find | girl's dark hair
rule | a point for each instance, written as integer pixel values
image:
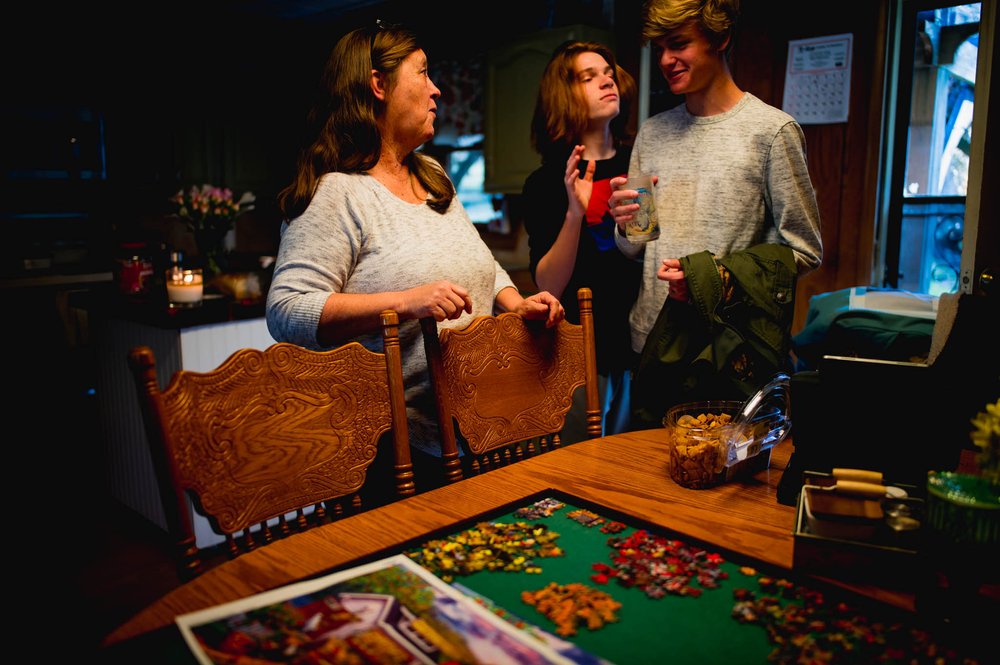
(561, 116)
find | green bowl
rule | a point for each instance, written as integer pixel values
(963, 508)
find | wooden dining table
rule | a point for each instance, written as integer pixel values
(627, 472)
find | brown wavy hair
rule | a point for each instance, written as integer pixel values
(716, 18)
(343, 119)
(560, 116)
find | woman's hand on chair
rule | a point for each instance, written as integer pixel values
(441, 300)
(542, 305)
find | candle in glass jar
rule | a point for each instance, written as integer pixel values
(184, 287)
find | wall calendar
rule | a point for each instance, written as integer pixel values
(818, 79)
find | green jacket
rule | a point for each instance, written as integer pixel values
(727, 342)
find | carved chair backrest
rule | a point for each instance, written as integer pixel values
(508, 384)
(284, 432)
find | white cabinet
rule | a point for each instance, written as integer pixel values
(513, 73)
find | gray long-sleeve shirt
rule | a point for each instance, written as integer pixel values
(726, 182)
(358, 237)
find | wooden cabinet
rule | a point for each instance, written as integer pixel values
(513, 73)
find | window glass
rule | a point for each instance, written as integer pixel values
(938, 148)
(467, 169)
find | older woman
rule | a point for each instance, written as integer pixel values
(371, 224)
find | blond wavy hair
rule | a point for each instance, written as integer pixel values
(716, 18)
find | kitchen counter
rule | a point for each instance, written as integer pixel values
(107, 302)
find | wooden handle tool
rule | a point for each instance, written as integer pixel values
(861, 475)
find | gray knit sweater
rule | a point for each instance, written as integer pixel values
(358, 237)
(726, 182)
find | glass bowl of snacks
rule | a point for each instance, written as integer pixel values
(712, 442)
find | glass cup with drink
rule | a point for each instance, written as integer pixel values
(643, 226)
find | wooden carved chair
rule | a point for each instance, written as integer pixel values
(272, 433)
(508, 384)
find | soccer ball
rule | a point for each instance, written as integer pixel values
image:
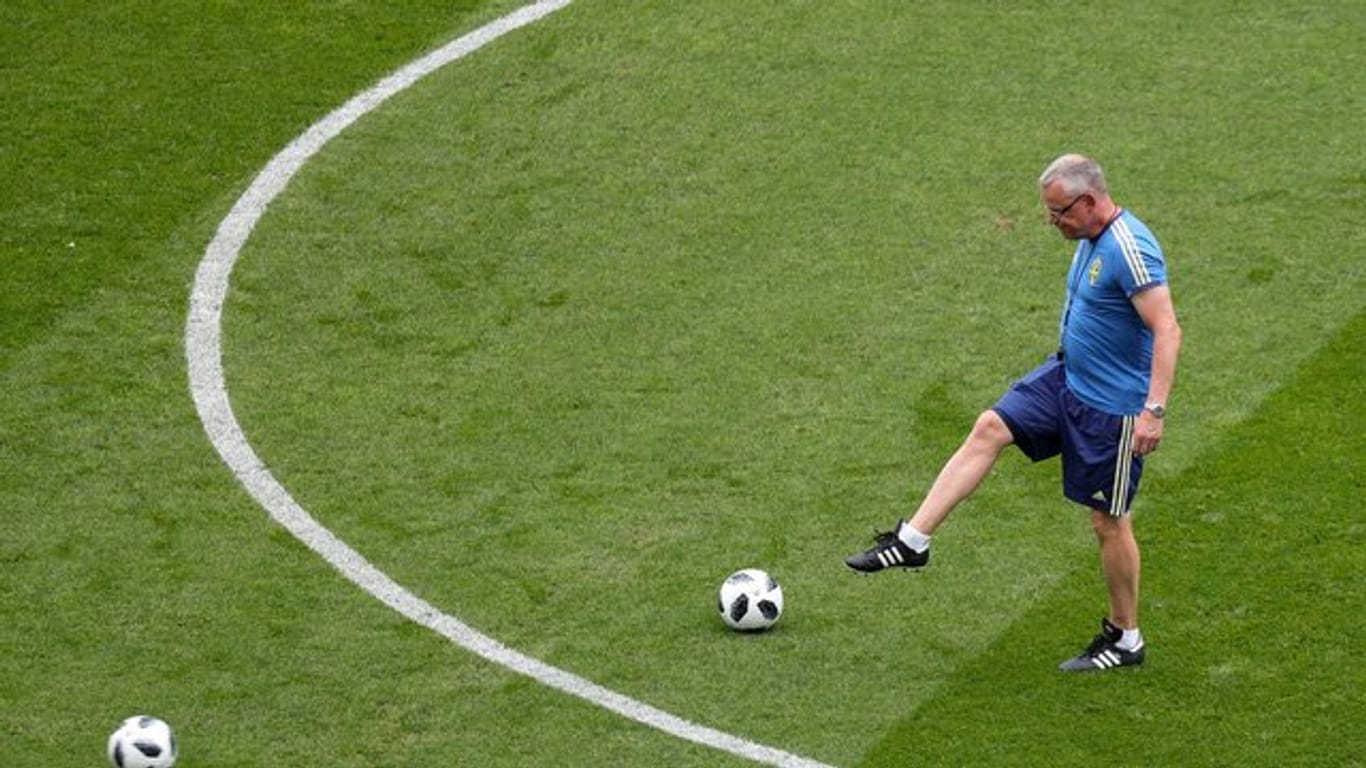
(142, 742)
(750, 600)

──────

### [AIM OF THE TASK]
Copy out all the data without changing anything, and drop the pictures.

### [COMPLETE OUTPUT]
find | girl's dark hair
rule | a point for each instance, written as integer pixel values
image:
(561, 116)
find | green bowl
rule | a point for each instance, written as integer pixel values
(963, 508)
find | wooden dining table
rule | a point for each instance, written as integer pixel values
(627, 472)
find | brown wavy hair
rule | a point for each instance, written as integer pixel values
(716, 18)
(343, 119)
(560, 116)
find | woman's hand on chair
rule | a point for each instance, written as integer pixel values
(441, 300)
(542, 305)
find | candle in glass jar
rule | a point for each instance, written as integer pixel values
(184, 287)
find | wall calendar
rule | a point for each instance, written as integer pixel values
(818, 79)
find | green jacket
rule | a point for each instance, written as integer pixel values
(727, 342)
find | carved chair backrest
rule | a point for each instance, written as integer pixel values
(508, 384)
(284, 432)
find | white cabinet
rule | a point for each instance, written as integer pixel values
(513, 73)
find | gray long-sleeve shirt
rule | a point for each instance, written as integer pixel values
(726, 182)
(358, 237)
find | wooden cabinet
rule | a point for each instance, written as integer pixel values
(513, 73)
find | window glass
rule | a point for each instance, written as integer pixel values
(938, 148)
(467, 169)
find | older woman
rule | a point for each instance, written as integer pixel values
(371, 224)
find | blond wavy hair
rule | a point for each instance, written as integer pixel values
(716, 18)
find | kitchen counter
rule | a point for each instance, written as integer pixel values
(107, 302)
find | wooden handle tool
rule | a point for each instance, written as integer pixel values
(861, 475)
find | gray knit sweater
rule | a point for each instance, written as integer pixel values
(358, 237)
(726, 182)
find | glass bowl of snacks
rule | a point for each instance, written as integer pixel values
(712, 442)
find | glass cup with drink
rule | a point for each instance, written as integer pixel values
(643, 226)
find | wooden carved chair
rule | a point for each instance, written as integer pixel values
(272, 433)
(508, 384)
find | soccer ball
rule | a point for each instance, written as integer pixel values
image:
(142, 742)
(750, 600)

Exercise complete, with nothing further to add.